Data for review ->
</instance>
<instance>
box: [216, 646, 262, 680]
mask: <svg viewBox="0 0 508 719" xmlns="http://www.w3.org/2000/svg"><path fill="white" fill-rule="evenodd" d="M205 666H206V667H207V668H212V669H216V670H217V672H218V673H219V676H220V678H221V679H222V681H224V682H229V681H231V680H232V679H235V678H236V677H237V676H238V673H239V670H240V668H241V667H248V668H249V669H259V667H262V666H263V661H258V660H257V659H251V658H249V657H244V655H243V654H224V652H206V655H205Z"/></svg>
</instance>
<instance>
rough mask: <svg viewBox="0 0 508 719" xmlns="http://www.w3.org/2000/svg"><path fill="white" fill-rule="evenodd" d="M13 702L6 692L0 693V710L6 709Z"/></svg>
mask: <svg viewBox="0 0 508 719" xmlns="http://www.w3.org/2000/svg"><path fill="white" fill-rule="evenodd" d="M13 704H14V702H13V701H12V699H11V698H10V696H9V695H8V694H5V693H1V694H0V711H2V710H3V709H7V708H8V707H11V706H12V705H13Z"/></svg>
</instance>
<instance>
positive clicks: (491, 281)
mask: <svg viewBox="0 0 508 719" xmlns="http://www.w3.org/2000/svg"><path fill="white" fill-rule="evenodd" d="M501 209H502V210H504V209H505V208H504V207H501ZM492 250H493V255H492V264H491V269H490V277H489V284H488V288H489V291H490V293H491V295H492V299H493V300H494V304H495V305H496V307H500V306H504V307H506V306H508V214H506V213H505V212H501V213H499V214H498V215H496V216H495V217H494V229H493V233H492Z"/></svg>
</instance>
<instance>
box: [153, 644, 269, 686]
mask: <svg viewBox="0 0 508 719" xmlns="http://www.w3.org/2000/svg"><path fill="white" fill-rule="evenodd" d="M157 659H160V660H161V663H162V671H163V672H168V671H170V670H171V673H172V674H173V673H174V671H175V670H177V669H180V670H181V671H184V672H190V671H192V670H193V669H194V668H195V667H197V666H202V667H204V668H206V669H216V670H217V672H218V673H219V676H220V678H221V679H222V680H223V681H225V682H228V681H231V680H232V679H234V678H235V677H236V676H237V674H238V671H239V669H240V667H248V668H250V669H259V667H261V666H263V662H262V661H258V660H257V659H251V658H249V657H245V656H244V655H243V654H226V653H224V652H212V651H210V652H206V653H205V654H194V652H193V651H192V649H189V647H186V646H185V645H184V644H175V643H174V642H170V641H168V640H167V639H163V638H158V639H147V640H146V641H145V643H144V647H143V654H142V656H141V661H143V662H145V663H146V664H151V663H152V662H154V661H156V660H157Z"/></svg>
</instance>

Directions ->
Word for word, output the records that appear above.

Task output ->
</instance>
<instance>
box: [216, 646, 262, 680]
mask: <svg viewBox="0 0 508 719" xmlns="http://www.w3.org/2000/svg"><path fill="white" fill-rule="evenodd" d="M205 666H206V667H207V668H212V669H216V670H217V672H218V673H219V676H220V678H221V679H222V681H224V682H229V681H231V680H232V679H235V678H236V677H237V676H238V673H239V670H240V668H241V667H248V668H249V669H259V667H262V666H263V661H258V660H257V659H251V658H249V657H244V655H243V654H224V652H206V655H205Z"/></svg>
</instance>
<instance>
rough mask: <svg viewBox="0 0 508 719" xmlns="http://www.w3.org/2000/svg"><path fill="white" fill-rule="evenodd" d="M13 702L6 692L0 693V710L6 709Z"/></svg>
mask: <svg viewBox="0 0 508 719" xmlns="http://www.w3.org/2000/svg"><path fill="white" fill-rule="evenodd" d="M13 704H14V702H13V701H12V699H11V698H10V696H9V695H8V694H5V693H1V694H0V711H2V710H3V709H7V708H8V707H11V706H12V705H13Z"/></svg>
</instance>
<instance>
positive clicks: (491, 281)
mask: <svg viewBox="0 0 508 719" xmlns="http://www.w3.org/2000/svg"><path fill="white" fill-rule="evenodd" d="M501 209H502V210H504V209H505V208H504V207H501ZM492 250H493V255H492V264H491V269H490V277H489V284H488V288H489V291H490V293H491V295H492V299H493V300H494V304H495V305H496V307H500V306H504V307H506V306H508V214H506V213H505V212H501V213H499V214H498V215H496V216H495V217H494V229H493V233H492Z"/></svg>
</instance>
<instance>
box: [153, 644, 269, 686]
mask: <svg viewBox="0 0 508 719" xmlns="http://www.w3.org/2000/svg"><path fill="white" fill-rule="evenodd" d="M157 659H160V660H161V663H162V671H163V672H168V671H170V670H171V673H172V674H173V673H174V671H175V670H177V669H180V670H181V671H184V672H190V671H192V670H193V669H194V668H195V667H197V666H202V667H204V668H206V669H216V670H217V672H218V673H219V676H220V678H221V679H222V680H223V681H225V682H228V681H231V680H232V679H234V678H235V677H236V676H237V674H238V671H239V669H240V667H248V668H250V669H259V667H261V666H263V662H262V661H258V660H257V659H251V658H249V657H245V656H244V655H243V654H226V653H224V652H212V651H210V652H206V653H205V654H194V652H193V651H192V649H189V647H186V646H185V645H184V644H175V643H174V642H170V641H168V640H167V639H163V638H158V639H147V640H146V641H145V643H144V647H143V654H142V656H141V661H143V662H145V663H146V664H151V663H152V662H154V661H156V660H157Z"/></svg>
</instance>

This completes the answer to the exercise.